» Verilen İstek
Aşağıdaki, başörtüsüyle ilgili Anayasa değişikliği teklifine dair açıklamayı son cümlesinden itibaren sürdürün.

» Verilen Metin
--*--

İşte Mumcu’nun konuyla ilgili açıklaması…
TBMM’ye sunulan Anayasa değişikliği teklifini temelde iyi niyetli ve yapıcı bir girişim olarak değerlendiriyoruz.
Ancak değişiklik metninin, amacını gerçekleştirmek bakımından yeterli olamayacağı gibi amaçlamadığı sorunlara da yol açabileceğini düşünüyoruz.
Sorunu “başörtüsüne özgürlük” parantezine sıkıştırmadan, siyasal ve toplumsal kutuplaşmaya, rövanşist tahriklere fırsat vermeden çözmek gerekir.
Çözümü herhangi bir siyasi – ideolojik tutumun galibiyeti, diğerlerinin mağlubiyeti olarak algılanabilir bir yöntem üzerinden aramamalıyız.
Çözüm herkesin çözümü ve herkes için çözüm değeri taşımalıdır.
Böyle bir çözüm var.
Bu çözüm; herkesin temel hak ve hürriyetlerinden ve kamu hizmetlerinden eşitlik ve adalet ilkeleri temelinde yararlanabilmesi için, “kanun önünde eşitliğin sağlanması, AYRIMCILIK, DIŞLAYICILIK VE YOKSAYICILIĞIN engellenmesi” hakkında Anayasal düzenleme yapılmasıdır.
Bu çözüm, eşitlik ve özgürlüğü vazgeçilmez bir değer olarak gören herkes içindir.
Uygulamada yaşana sorun, yasaklayıcı düzenlemelerin bulunması değildir.
Hatta anayasamızda gerek temel hak ve hürriyetler, gerekse fırsat eşitliği bakımından bir muhteva noksanlığı da yoktur denilebilir.
Anayasamızda eksik olan, hak ve hürriyetlerin ihlallerinin yaptırımlarıdır.
Anayasamızda eksik olan; “ayrımcılık, yoksayıcılık, ve dışlayıcılığı” yasaklayan ve suç olarak düzenlenmesini emreden bir hükmün bulunmayışıdır.
Başörtüsü yasağı bir mağduriyet yaratmaktadır. Ama yaşanan tek mağduriyet bu değildir.

--*--

» Verilen Bilgiler

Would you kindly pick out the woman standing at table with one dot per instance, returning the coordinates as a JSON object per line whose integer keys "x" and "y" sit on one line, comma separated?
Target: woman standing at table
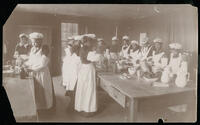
{"x": 66, "y": 62}
{"x": 85, "y": 98}
{"x": 157, "y": 56}
{"x": 38, "y": 65}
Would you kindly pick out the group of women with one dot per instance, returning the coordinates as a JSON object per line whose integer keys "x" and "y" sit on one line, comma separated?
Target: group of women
{"x": 84, "y": 55}
{"x": 34, "y": 60}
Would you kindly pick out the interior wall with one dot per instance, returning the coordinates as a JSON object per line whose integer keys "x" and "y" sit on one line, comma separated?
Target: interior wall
{"x": 102, "y": 28}
{"x": 171, "y": 27}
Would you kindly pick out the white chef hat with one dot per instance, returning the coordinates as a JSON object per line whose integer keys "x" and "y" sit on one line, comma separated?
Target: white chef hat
{"x": 114, "y": 38}
{"x": 70, "y": 38}
{"x": 78, "y": 37}
{"x": 157, "y": 40}
{"x": 100, "y": 39}
{"x": 134, "y": 42}
{"x": 91, "y": 35}
{"x": 23, "y": 35}
{"x": 36, "y": 35}
{"x": 125, "y": 37}
{"x": 176, "y": 46}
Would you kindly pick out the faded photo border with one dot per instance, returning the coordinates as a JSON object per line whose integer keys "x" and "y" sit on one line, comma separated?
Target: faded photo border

--*--

» Yanıt
Cinsiyet ayrımcılığına, dışlayıcılığa maruz kalan kadınlar, ayrımcılığa ve yoksayıcılığa maruz kalan özürlüler, inancını resmi eğitim kurumları müfredatından devlet güvencesi ile öğrenmek isteyen hem aleviler hem Sünniler, ibadetlerini inançlarınca yaşayabilmek isteyen milyonlarca alevi vatandaşımız bu çözümün kapsamı içinde görülmelidir.
Bölücülüğü önlemenin tek yolunun ayrımcılığa, dışlayıcılığa, yoksayıcılığa son vermek olduğu bilinmelidir. Eğer birliğin yolu bir ortak dilden anlaşmak ise, çözüm eğitim dilinde ortaklaşmaktır. Bu Türkçedir, resmi dildir. Ama bir dilde ortaklaşmak ve bir dilden anlaşmak; bir anadilin inkarı anlamına gelmemelidir.
Devletler ve rejimleri, ancak adaletleri kadar ayakta dururlar. Ancak böyle bir anlayışla çözüm, gerçek bir sağduyunun ve demokratik uzlaşmanın ürünü olacaktır.
“Hiçbir vatandaşımız kedisine devletinden başka dayanak, başka yerde hak aramasın. Türkiye AB’nin, ABD’nin, cemaatlerin, örgütlerin dayatmalarına maruz kalmasın” diyorsak; devletimiz ve siyasetimiz vatandaşlarından özgürlük ve adaleti esirgememelidir.
ANAVATAN PARTİSİ’NİN ÇÖZÜM İÇİN ÖNERİSİ
“KANUN ÖNÜNDE EŞİTLİĞİN SAĞLANMASI VE AYRIMCILIK, DIŞLAYICILIK ve YOKSAYICILIĞIN ENGELLENMESİ HAKKINDA KANUN”
Soruna türban veya başörtüsüne özgürlük açısından yaklaşmak son derece sakıncalıdır, yanlıştır. Yasakçılığı besleyen bir akılla ve tutumla davranmaktır. Mesele türban ya da başörtüsü değildir. Mesele kamusal alan veya üniversite meselesi de değildir.
Bireylerin kılık kıyafet tercihleri nedeniyle yüksek öğrenim haklarının kısıtlanmasının ve ayrımcılığa maruz kalmalarının önüne geçilmek isteniyorsa, kanun koyucunun bu iradesini daha açık bir biçimde Anayasa’da zikretmesi icap etmektedir.
Sorun “bireyin tüm temel hak ve hürriyetlerini özgürce kullanabilmesi, kamu hürriyetlerinden eşitlik ve adalet ilkeleri gereğince yararlanabilmesi” sorunudur.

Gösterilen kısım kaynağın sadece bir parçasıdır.